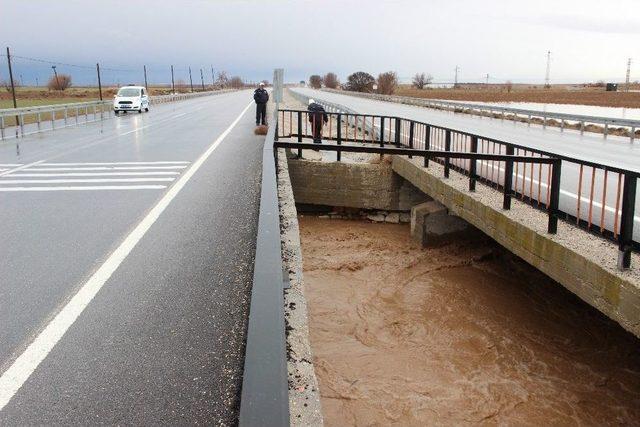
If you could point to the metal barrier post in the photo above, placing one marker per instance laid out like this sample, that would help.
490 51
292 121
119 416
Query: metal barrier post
339 135
554 200
427 144
299 133
625 239
447 147
411 125
473 164
508 180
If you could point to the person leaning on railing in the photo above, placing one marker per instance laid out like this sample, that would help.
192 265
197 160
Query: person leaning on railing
261 96
317 117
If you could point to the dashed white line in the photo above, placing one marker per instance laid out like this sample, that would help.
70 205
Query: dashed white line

◆ **Task**
Rewrite all of the lines above with "railing" replaced by "handrail" wherever it occurs, keeping everything else unchanged. Leave the pictures out.

◆ **Answer to the task**
If you could point to the metal barrier post in the photo above, placing one marker per instance laid out like this sample, that would help.
490 51
292 121
119 416
Query: metal barrier post
339 135
554 200
427 144
299 133
625 239
447 147
411 125
473 164
508 180
If you could point to the person leaning on handrail in the photo above, placing one marker per instance laid out like this sample, that would help.
192 265
197 160
Query: person leaning on handrail
261 96
317 117
If you could point to the dashed white line in the photo above, placing one marker per instance laid out like this sample, that would help.
70 205
Query: dashed white line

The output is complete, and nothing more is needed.